* INSTRUCTIONS TO FOLLOW
Count the lines below containing "side"; state the number only.

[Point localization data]
___
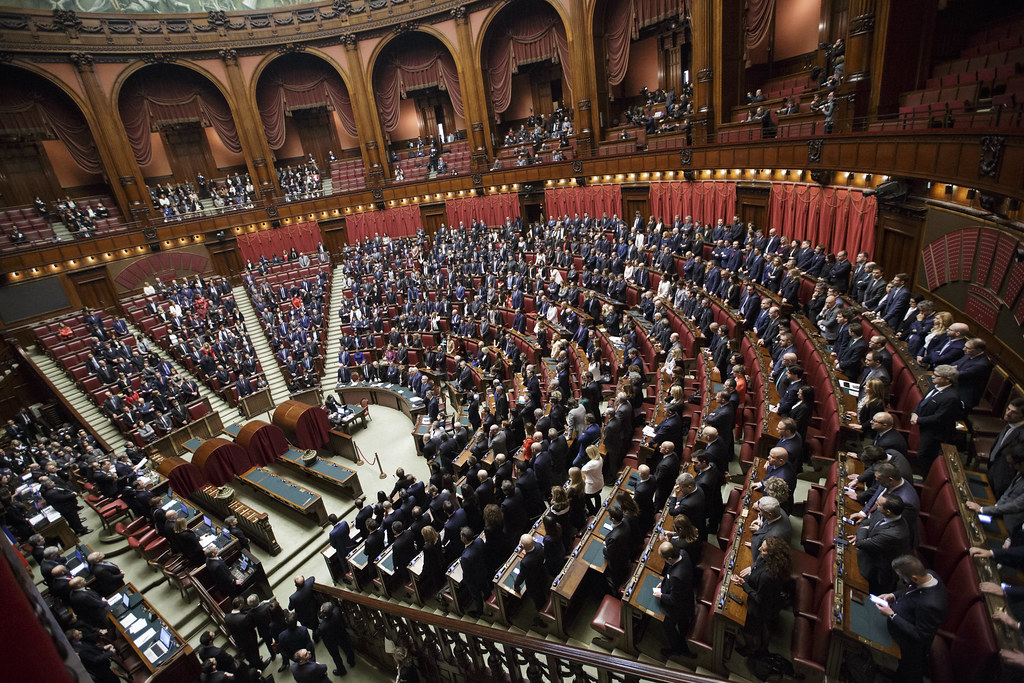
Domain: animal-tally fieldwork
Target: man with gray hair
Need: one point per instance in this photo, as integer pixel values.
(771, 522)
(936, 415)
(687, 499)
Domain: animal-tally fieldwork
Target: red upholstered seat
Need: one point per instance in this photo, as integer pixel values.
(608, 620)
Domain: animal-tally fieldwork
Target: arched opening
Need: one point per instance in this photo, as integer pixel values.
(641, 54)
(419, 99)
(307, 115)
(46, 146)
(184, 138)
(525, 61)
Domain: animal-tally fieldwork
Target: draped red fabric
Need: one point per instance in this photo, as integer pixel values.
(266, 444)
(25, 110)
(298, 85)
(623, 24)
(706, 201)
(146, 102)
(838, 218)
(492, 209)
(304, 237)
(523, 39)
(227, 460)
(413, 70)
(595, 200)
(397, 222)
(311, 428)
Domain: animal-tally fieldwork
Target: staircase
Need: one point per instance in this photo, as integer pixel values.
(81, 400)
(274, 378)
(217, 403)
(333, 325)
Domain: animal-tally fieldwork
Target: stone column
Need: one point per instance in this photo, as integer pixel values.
___
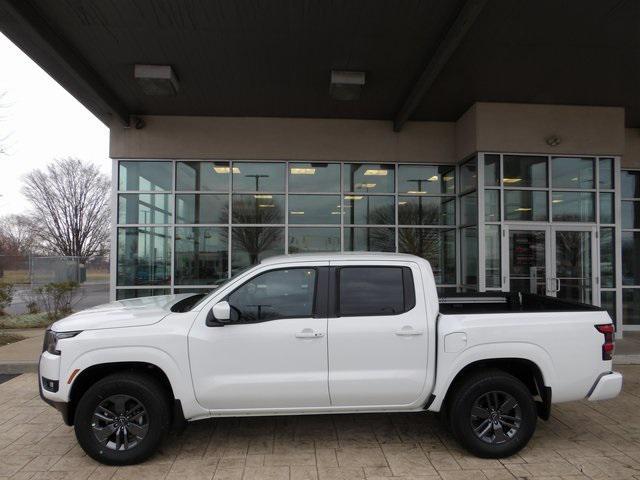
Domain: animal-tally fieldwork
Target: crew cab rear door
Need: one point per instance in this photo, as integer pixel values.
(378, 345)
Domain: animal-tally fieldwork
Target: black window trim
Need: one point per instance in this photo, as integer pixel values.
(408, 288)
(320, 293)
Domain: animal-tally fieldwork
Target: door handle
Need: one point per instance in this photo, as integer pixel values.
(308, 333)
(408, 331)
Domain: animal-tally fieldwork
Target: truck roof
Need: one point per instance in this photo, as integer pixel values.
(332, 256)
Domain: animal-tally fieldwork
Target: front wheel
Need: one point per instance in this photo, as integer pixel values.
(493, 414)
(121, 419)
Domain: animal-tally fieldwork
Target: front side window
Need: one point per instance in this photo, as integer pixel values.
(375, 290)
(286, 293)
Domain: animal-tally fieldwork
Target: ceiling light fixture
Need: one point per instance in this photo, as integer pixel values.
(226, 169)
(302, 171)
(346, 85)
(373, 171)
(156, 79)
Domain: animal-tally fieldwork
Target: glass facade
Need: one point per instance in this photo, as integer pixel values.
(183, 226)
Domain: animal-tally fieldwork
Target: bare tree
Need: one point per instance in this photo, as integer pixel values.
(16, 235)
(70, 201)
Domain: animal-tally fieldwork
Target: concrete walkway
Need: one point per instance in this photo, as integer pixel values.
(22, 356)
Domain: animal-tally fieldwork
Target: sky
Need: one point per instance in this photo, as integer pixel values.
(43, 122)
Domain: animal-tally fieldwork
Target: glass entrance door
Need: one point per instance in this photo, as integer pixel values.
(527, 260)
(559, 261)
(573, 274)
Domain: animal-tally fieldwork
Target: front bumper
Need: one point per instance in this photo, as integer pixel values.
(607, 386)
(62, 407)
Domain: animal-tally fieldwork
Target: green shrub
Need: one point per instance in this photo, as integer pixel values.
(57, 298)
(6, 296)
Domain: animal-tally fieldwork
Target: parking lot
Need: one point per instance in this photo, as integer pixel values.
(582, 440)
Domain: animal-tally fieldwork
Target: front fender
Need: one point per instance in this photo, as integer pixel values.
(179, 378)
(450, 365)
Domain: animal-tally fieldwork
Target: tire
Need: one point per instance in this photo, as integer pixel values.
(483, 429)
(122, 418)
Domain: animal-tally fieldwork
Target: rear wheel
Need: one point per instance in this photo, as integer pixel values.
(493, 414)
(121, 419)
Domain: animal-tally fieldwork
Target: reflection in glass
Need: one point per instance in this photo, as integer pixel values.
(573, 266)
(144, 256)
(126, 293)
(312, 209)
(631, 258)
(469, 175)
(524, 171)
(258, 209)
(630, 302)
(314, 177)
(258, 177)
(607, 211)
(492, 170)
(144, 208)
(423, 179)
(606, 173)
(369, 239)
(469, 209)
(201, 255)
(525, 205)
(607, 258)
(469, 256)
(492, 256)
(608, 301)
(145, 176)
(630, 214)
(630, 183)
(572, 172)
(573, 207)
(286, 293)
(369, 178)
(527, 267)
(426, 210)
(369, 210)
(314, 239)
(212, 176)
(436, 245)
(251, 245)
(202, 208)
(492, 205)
___
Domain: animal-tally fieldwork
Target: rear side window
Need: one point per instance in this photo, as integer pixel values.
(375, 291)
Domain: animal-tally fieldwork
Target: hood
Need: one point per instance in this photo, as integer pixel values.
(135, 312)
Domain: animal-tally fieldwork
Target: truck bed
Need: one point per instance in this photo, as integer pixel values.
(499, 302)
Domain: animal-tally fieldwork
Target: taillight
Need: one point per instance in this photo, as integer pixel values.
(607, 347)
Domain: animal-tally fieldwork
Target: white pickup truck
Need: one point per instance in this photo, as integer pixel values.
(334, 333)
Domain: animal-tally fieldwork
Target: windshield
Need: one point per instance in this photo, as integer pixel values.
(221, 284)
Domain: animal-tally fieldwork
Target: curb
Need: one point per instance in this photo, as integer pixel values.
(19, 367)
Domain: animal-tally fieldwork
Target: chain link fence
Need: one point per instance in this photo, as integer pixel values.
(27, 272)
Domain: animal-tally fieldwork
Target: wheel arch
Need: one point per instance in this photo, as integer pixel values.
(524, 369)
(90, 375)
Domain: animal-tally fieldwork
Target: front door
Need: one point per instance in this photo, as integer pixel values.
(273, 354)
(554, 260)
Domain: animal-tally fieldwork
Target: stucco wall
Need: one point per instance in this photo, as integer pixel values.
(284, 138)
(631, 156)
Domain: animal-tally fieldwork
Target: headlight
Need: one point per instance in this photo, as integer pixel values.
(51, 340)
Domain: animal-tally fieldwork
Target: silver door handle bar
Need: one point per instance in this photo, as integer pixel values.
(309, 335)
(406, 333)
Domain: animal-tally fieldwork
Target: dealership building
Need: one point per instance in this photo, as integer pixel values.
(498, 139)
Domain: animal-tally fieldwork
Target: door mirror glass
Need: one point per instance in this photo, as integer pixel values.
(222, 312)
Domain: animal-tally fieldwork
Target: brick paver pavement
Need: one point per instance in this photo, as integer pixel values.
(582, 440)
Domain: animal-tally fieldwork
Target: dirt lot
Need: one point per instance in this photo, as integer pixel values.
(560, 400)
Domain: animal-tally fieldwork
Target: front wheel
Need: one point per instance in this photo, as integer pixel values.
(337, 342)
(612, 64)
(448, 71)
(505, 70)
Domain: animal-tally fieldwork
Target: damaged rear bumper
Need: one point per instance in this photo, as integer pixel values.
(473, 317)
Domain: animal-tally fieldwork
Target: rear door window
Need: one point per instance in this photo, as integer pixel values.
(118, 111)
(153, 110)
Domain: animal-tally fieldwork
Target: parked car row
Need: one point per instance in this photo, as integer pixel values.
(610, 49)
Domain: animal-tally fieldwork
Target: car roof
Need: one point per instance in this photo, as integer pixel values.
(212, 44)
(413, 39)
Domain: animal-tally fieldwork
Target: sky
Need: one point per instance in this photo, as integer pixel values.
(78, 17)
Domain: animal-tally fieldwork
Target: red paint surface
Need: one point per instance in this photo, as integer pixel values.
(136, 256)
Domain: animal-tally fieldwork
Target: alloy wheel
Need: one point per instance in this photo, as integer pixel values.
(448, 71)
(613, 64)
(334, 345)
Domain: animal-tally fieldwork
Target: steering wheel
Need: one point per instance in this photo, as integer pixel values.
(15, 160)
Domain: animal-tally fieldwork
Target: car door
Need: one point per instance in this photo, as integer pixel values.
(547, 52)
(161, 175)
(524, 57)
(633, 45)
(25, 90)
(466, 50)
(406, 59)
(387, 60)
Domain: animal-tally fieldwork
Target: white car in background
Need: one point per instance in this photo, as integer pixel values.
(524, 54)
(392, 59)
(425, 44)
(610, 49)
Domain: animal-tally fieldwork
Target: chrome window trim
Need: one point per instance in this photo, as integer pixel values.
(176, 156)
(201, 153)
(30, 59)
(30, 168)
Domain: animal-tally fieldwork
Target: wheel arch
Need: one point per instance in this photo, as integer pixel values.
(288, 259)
___
* ANSWER
2